GIVEN INFORMATION ->

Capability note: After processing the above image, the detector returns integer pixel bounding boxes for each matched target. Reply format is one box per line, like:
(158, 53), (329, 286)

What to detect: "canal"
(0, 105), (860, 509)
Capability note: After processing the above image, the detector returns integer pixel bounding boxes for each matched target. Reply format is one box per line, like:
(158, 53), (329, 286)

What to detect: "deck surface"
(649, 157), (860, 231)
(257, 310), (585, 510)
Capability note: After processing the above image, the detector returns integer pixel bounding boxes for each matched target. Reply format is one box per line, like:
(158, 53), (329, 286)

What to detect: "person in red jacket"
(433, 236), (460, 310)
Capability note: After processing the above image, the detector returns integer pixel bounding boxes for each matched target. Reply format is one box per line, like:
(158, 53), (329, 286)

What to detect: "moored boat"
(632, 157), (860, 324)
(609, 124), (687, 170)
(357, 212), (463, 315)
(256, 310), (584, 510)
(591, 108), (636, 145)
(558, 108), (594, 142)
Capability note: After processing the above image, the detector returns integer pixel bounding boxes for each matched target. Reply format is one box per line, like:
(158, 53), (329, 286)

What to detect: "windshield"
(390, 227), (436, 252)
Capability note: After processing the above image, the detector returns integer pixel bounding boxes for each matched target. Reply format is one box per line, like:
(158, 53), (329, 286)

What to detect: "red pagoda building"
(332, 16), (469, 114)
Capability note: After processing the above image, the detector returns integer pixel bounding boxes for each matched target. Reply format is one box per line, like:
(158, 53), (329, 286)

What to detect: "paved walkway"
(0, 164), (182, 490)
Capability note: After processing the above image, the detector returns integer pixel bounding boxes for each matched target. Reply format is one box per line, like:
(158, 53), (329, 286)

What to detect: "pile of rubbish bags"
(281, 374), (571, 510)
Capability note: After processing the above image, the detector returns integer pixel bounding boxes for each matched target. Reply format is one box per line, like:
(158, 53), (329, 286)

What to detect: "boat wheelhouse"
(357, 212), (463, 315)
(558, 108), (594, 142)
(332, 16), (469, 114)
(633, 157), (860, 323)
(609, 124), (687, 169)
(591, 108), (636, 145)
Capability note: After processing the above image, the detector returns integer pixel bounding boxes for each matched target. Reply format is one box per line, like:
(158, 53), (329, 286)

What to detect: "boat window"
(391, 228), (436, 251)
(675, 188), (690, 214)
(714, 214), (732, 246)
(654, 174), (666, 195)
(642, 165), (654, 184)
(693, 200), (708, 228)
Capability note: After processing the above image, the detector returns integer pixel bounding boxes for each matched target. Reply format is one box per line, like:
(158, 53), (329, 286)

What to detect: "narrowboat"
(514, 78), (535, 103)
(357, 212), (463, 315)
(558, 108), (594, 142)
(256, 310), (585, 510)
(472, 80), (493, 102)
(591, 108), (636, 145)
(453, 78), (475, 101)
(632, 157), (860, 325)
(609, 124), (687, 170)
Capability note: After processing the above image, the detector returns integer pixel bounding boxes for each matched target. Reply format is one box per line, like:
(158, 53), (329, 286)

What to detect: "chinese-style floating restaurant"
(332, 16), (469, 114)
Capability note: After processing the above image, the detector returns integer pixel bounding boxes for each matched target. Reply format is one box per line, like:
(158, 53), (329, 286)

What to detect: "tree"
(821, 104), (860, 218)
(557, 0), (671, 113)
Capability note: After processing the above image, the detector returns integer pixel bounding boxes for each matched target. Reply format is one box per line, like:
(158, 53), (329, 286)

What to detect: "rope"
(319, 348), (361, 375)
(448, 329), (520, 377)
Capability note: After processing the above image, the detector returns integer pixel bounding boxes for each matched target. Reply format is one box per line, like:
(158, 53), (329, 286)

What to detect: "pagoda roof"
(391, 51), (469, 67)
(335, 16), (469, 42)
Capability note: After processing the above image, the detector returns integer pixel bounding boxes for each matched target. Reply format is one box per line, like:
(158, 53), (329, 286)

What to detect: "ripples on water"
==
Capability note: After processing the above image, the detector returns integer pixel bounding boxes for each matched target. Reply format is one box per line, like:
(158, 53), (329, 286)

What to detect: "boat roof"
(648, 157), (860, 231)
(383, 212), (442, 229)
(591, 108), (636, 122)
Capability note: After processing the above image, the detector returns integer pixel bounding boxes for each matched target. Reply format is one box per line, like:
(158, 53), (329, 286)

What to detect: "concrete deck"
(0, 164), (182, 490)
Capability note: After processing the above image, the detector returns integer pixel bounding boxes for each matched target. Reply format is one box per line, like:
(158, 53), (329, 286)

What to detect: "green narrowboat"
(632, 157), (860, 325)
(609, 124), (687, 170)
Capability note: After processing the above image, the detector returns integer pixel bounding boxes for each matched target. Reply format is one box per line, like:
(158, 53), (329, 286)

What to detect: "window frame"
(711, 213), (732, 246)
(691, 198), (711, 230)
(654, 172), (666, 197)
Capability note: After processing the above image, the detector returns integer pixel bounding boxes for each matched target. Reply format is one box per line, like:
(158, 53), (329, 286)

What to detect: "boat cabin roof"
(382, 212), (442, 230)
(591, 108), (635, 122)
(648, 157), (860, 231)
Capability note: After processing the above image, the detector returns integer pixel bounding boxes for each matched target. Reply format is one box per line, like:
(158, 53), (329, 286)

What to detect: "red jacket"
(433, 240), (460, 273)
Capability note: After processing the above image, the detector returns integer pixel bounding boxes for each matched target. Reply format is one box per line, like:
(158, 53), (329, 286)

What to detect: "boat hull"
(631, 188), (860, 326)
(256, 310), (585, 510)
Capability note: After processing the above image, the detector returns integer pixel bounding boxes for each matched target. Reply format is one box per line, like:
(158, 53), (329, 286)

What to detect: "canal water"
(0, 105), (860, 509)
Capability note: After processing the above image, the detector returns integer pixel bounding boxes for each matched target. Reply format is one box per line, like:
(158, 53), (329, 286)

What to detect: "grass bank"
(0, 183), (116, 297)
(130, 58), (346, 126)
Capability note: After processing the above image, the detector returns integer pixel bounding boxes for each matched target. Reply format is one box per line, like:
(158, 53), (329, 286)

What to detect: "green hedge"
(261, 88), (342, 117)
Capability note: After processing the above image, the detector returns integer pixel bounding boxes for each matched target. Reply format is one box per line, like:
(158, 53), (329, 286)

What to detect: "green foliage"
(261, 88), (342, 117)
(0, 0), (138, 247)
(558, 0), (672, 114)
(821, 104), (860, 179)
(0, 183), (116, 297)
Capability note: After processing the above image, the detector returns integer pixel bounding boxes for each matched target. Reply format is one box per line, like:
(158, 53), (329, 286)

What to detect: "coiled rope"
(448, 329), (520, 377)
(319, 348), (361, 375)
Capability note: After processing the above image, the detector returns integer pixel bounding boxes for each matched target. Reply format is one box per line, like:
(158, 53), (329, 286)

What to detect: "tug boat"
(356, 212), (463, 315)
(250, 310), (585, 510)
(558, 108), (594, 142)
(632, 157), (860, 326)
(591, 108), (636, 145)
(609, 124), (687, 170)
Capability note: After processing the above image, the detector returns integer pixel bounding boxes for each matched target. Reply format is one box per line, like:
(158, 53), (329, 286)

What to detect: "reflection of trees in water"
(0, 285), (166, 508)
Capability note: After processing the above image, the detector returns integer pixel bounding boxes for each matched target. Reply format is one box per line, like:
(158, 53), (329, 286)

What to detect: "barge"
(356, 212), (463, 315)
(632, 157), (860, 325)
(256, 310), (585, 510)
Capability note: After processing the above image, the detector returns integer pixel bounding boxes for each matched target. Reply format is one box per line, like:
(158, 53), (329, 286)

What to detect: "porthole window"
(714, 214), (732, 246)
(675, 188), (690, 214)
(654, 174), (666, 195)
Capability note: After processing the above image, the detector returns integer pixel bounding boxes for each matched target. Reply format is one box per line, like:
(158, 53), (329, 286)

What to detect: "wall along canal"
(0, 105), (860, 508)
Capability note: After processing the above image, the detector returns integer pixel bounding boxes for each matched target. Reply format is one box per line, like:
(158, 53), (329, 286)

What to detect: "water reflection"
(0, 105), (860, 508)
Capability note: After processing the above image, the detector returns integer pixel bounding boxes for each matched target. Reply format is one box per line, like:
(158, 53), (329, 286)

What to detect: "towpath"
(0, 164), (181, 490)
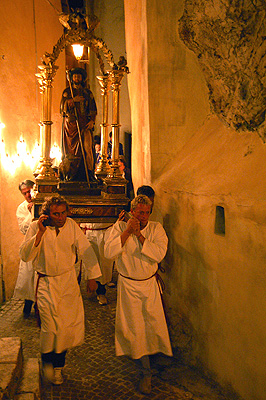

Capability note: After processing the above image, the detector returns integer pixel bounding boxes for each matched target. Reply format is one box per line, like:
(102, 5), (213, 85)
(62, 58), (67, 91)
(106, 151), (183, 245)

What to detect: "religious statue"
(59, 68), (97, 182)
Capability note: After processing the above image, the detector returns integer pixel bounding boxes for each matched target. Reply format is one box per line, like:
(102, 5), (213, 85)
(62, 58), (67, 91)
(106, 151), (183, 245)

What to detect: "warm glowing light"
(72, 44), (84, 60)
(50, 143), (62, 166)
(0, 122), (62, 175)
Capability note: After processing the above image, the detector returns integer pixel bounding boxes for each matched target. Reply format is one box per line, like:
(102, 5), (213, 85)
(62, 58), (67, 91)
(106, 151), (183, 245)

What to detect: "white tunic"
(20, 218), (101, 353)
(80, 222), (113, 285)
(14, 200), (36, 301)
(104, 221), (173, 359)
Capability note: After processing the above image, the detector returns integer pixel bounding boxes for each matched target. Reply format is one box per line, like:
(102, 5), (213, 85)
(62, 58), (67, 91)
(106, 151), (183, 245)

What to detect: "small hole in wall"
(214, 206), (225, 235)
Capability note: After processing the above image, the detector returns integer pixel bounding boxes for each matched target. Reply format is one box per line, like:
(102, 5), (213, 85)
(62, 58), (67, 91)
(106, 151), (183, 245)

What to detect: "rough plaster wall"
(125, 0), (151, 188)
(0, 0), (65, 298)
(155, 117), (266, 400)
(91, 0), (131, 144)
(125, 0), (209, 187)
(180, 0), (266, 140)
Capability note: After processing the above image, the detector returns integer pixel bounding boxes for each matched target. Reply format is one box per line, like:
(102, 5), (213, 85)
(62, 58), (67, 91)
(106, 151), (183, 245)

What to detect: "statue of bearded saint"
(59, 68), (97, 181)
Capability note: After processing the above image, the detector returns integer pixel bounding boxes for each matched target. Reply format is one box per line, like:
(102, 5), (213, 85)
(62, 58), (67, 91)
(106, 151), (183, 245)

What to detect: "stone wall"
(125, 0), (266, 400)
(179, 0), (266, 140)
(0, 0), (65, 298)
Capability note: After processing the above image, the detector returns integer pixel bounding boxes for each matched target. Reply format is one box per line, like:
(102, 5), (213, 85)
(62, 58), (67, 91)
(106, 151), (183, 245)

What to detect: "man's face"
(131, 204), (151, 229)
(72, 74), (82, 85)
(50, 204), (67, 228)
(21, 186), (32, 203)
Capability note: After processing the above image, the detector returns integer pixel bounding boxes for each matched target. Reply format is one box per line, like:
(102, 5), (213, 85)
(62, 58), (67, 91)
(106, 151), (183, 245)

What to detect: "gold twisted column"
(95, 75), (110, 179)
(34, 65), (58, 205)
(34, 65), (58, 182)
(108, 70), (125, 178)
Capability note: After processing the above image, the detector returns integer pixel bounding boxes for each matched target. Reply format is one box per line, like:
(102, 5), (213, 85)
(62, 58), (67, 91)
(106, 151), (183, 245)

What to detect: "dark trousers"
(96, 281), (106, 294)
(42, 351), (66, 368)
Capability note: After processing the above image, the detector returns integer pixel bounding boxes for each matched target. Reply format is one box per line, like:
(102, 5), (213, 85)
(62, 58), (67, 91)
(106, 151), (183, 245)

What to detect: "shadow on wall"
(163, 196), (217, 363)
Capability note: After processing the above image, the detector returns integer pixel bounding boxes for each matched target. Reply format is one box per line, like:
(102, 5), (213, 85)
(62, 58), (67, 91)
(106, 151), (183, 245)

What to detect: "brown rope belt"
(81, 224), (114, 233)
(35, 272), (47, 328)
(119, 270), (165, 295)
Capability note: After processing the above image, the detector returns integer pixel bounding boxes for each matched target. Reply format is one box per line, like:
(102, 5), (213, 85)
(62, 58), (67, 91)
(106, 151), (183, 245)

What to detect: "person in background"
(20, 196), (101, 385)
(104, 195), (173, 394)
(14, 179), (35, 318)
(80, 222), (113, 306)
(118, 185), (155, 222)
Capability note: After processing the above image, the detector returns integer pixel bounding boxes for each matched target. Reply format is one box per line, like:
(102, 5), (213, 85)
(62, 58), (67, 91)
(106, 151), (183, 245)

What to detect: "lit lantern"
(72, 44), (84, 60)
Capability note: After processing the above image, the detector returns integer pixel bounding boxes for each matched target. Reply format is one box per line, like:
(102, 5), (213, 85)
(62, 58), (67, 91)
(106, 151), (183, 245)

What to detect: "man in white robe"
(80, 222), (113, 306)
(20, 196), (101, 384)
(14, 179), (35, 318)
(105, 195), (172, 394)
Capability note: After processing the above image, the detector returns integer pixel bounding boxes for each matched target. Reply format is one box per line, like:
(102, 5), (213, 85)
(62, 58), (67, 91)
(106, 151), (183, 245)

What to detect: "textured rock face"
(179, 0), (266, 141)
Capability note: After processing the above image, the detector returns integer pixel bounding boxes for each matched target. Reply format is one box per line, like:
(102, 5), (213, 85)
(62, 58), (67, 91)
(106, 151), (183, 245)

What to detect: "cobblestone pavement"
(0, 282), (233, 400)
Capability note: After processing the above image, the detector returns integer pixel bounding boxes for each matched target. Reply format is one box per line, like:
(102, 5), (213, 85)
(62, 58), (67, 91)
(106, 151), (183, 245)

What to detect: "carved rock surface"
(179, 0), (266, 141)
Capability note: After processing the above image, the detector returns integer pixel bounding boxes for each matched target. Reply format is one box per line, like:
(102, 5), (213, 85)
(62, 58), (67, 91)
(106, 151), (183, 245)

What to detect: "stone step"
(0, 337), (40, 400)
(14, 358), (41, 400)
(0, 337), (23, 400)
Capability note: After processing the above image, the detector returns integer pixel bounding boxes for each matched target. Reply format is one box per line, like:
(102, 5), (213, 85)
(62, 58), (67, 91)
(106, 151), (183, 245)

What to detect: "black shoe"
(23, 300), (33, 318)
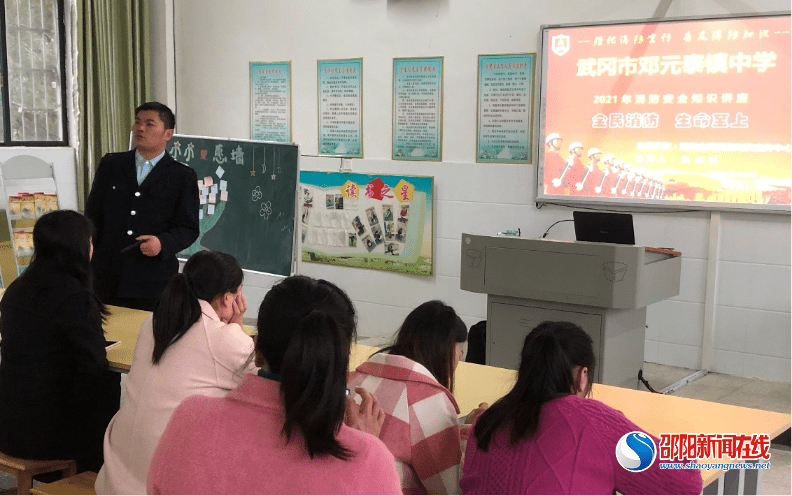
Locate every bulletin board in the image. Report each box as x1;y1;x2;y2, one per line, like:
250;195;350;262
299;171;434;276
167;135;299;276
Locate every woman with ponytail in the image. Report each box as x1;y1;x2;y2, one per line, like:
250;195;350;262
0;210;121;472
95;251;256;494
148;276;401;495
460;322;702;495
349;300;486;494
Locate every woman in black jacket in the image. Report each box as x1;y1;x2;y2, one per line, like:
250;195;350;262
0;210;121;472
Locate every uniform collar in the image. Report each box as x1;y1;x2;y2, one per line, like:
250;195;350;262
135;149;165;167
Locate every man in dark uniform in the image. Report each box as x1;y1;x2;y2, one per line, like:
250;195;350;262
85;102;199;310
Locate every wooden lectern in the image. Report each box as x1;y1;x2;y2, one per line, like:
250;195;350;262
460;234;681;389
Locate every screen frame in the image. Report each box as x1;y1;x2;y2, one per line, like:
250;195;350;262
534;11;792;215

WORK TO COMPLETE -> Please show every line of the items that contains the word "uniform".

OUTPUT BELOW ->
Locate every uniform collar in the image. Report each box as x1;y1;x2;y2, one per line, like:
Locate every man in dark uniform in the image. Report each box as x1;y1;x2;y2, one per line, like:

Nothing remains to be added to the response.